Short task> Transcribe all records exactly.

[Pointing and labeling entries]
===

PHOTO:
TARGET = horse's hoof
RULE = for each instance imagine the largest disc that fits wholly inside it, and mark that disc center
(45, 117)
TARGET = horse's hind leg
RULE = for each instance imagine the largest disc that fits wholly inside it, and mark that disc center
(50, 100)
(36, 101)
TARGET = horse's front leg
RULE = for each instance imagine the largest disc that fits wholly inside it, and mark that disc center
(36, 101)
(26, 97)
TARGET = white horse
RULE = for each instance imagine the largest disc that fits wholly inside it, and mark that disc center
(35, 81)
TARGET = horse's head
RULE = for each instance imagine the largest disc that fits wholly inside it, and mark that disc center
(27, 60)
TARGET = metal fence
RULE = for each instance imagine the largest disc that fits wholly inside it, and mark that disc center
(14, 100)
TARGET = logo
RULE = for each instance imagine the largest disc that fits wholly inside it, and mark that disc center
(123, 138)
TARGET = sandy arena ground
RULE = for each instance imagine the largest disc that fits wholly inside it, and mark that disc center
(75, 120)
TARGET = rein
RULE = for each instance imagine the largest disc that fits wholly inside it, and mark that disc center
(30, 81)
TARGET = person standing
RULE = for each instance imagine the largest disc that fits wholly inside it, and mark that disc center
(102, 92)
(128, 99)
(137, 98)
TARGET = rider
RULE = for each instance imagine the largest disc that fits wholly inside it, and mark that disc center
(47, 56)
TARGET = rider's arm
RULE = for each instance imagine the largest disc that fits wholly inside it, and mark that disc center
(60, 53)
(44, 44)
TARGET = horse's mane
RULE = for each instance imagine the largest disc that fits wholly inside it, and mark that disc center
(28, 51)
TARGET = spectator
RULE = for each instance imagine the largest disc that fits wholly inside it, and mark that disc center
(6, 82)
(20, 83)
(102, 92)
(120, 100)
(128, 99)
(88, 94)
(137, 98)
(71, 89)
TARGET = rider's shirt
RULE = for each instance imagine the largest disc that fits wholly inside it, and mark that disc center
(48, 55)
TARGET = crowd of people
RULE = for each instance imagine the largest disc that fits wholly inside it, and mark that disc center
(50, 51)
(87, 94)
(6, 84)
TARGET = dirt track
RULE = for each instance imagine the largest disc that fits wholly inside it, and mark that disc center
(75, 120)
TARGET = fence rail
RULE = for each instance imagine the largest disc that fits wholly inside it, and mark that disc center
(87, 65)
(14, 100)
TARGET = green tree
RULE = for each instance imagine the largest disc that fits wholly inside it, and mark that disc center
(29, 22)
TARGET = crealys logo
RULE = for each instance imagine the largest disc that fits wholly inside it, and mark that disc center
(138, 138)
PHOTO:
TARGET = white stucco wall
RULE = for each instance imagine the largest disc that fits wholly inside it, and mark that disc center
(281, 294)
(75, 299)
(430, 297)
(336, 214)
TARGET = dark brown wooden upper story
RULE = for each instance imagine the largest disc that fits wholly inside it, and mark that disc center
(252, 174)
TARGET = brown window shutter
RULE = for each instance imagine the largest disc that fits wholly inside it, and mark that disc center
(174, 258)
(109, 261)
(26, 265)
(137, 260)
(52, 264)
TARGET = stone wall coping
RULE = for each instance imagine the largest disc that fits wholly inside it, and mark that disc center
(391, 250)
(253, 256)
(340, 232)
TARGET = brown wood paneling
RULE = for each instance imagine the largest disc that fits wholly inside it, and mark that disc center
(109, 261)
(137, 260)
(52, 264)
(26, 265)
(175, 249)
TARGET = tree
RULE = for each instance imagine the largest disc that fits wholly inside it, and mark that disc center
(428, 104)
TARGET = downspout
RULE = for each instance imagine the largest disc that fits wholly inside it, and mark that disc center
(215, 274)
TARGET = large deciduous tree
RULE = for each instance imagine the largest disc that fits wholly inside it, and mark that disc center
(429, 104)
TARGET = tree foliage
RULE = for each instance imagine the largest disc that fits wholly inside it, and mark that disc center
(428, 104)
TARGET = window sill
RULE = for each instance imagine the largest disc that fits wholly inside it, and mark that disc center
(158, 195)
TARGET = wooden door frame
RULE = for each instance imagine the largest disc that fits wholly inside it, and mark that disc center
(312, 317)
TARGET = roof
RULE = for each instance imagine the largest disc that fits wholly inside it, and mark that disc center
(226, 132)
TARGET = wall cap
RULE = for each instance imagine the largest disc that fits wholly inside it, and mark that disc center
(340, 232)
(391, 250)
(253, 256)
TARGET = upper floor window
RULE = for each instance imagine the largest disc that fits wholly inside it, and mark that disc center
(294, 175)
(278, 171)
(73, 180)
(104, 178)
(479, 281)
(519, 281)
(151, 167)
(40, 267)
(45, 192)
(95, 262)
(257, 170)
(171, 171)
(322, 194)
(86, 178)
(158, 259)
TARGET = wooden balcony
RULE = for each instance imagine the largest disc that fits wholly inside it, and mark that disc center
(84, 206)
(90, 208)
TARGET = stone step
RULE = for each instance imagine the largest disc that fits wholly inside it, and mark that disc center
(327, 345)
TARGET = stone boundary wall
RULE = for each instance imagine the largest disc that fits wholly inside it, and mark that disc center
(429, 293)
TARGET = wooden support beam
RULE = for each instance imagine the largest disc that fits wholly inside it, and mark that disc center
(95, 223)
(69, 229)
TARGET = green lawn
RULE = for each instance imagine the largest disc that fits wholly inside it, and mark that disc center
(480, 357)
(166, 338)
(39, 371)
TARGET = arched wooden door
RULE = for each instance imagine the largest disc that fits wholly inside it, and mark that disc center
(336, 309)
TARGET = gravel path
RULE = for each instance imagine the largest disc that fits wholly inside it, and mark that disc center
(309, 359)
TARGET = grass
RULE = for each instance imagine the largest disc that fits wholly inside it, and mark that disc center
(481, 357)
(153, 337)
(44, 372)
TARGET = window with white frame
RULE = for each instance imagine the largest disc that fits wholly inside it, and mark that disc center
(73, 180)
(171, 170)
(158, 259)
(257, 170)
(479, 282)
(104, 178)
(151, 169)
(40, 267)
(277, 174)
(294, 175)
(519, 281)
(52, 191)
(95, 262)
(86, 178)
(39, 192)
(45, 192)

===

Answer to this problem>
PHOTO:
TARGET = horse's hoof
RULE = for each instance imagine the largest disc that fits wholly inside it, and mark that disc center
(45, 117)
TARGET = horse's hind leg
RULE = for each instance imagine the largest disc that fits wholly inside it, and mark that disc center
(50, 100)
(36, 101)
TARGET = horse's front leg
RULE = for each instance imagine the largest disc that fits wholly inside it, and mark that disc center
(36, 101)
(26, 97)
TARGET = white horse
RULE = for each instance imagine the largest disc that fits wholly inside it, and mark that disc center
(35, 81)
TARGET = horse's head
RULE = for each instance imagine the largest disc that fits wholly inside it, and mark that disc center
(27, 60)
TARGET = metal fence
RULE = for each instance imagine the largest disc that fits wholly inside it, and mark that disc center
(14, 100)
TARGET = logo
RULE = for each instance imagine the largest disc that fits wholly inside it, and mark that disc center
(123, 138)
TARGET = sandy arena ground
RULE = for each instance imagine the largest disc that fits wholly inside it, and mark that disc center
(75, 120)
TARGET = rein
RULE = for each instance imagine the largest disc that fits wholly inside it, and mark that disc center
(30, 81)
TARGET = person standing
RULE = for each instance imagine the largest disc that fits wholly inside it, and mark that disc center
(102, 92)
(128, 99)
(137, 98)
TARGET = rider
RULE = for each instance imagine the largest disc that fits wholly inside it, and mark that disc center
(47, 56)
TARGET = rider's arm
RULE = for each instance imagine the largest disc that fits wholly inside it, and mark that disc center
(60, 53)
(44, 44)
TARGET = horse's mane
RULE = for each instance imagine the largest disc that fits wholly inside it, and mark that disc center
(28, 51)
TARGET = spectator
RULE = for each instance imagine the largest disc that fits wholly inside it, and mark that disc center
(6, 82)
(20, 83)
(102, 92)
(120, 100)
(128, 99)
(88, 94)
(137, 98)
(71, 89)
TARGET = rider's shirt
RULE = for each instance imagine the largest disc that fits wholly inside it, and mark that disc center
(48, 55)
TARGET = crowd of people
RULE = for each instance imagine the largest disc that fits wholly inside it, and mark that disc center
(50, 51)
(87, 94)
(6, 84)
TARGET = dirt track
RULE = for each instance imagine the largest disc that fits wholly inside it, and mark that disc center
(75, 120)
TARGET = fence rail
RULE = for each instance imagine the largest disc that fits wholly inside it, and mark that disc center
(87, 65)
(14, 100)
TARGET = green tree
RULE = for each instance imagine the largest disc that fits wholly inside it, and mark that disc center
(29, 22)
TARGET = crealys logo
RULE = for each instance imagine the largest disc that fits wholly inside it, and mark that disc center
(138, 138)
PHOTO:
TARGET = white stucco wall
RULE = for each instance imagine the largest disc that fits wholly inside it, and mark that disc center
(281, 294)
(75, 299)
(430, 297)
(336, 214)
TARGET = dark brown wooden upper story
RULE = for each instance imagine the largest disc that fits wholly inside it, and mark that disc center
(252, 174)
TARGET = brown window shutter
RULE = for each instance imagine the largest disc that fits wholly inside it, and mark that disc center
(174, 258)
(109, 261)
(26, 265)
(137, 260)
(52, 264)
TARGET = stone wall coping
RULE = for each instance imagine the largest disc that fits wholly inside it, and mark that disc center
(391, 250)
(253, 256)
(340, 232)
TARGET = brown wood paneling
RULE = for each instance imagine the largest disc that fits wholly inside it, and mark that disc center
(109, 261)
(137, 260)
(52, 264)
(26, 265)
(175, 249)
TARGET = tree
RULE = for each instance imagine the largest disc that fits wholly inside it, and mark that disc center
(428, 104)
TARGET = downspout
RULE = for each instance imagine the largest disc that fits wholly inside it, and mark that disc center
(215, 274)
TARGET = large deciduous tree
RULE = for each instance imagine the largest disc that fits wholly inside it, and mark that disc center
(429, 104)
TARGET = tree foliage
RULE = for each instance imagine the largest disc that fits wholly inside it, and mark that disc center
(428, 104)
TARGET = window sill
RULE = for each instance imagine the largest disc that fits wholly inside it, and mark that disc center
(158, 195)
TARGET = wooden door frame
RULE = for each instance imagine the largest disc that fits wholly inside it, and mark that disc center
(312, 317)
TARGET = roof
RULE = for each instance imagine the largest disc that fits wholly inside it, and mark that disc center
(226, 132)
TARGET = wall cap
RULE = for each instance imagine the largest disc that fits wholly inside it, and mark that disc center
(340, 232)
(391, 250)
(253, 256)
TARGET = upper floor window
RULE = for each instance imagine the largest disc that fits wholly inside it, and mark that disc center
(294, 175)
(278, 171)
(73, 180)
(104, 178)
(479, 281)
(519, 281)
(151, 167)
(40, 267)
(45, 192)
(95, 262)
(257, 170)
(171, 171)
(322, 194)
(86, 178)
(158, 259)
TARGET = wooden balcony
RULE = for each instance imagine the largest disc that fits wholly inside it, and mark that disc center
(84, 206)
(90, 208)
TARGET = stone step
RULE = for each instance imagine the largest disc that fits wholly inside it, and mark that disc center
(327, 345)
TARGET = stone boundary wall
RULE = for each instance imagine the largest disc that fits wholly inside it, and mark that disc center
(429, 293)
TARGET = wooden support beam
RULE = for each instance imagine the largest disc that fits wholly inside it, and mark that disc center
(95, 223)
(69, 229)
TARGET = green lawn
RULE = for each instance imagine the largest disc that fits wholly inside it, and mark that disc center
(480, 357)
(166, 338)
(39, 371)
TARGET = arched wooden door
RULE = for each instance imagine the largest disc that fits wholly inside it, and mark that disc center
(336, 309)
TARGET = gravel path
RULE = for each instance imagine the largest disc that fits wholly inside it, and mark that disc center
(309, 359)
TARGET = grass
RULE = for each instance imagine the largest disc that fits wholly inside it, and mark that disc center
(481, 357)
(153, 337)
(44, 372)
TARGET = window with white frame
RULE = for each instance imagine the largest disc that fits wholly inside it, and mark that disc center
(73, 180)
(171, 170)
(158, 259)
(257, 170)
(479, 282)
(104, 178)
(151, 169)
(40, 267)
(277, 174)
(294, 175)
(519, 281)
(52, 191)
(95, 262)
(86, 178)
(39, 192)
(45, 192)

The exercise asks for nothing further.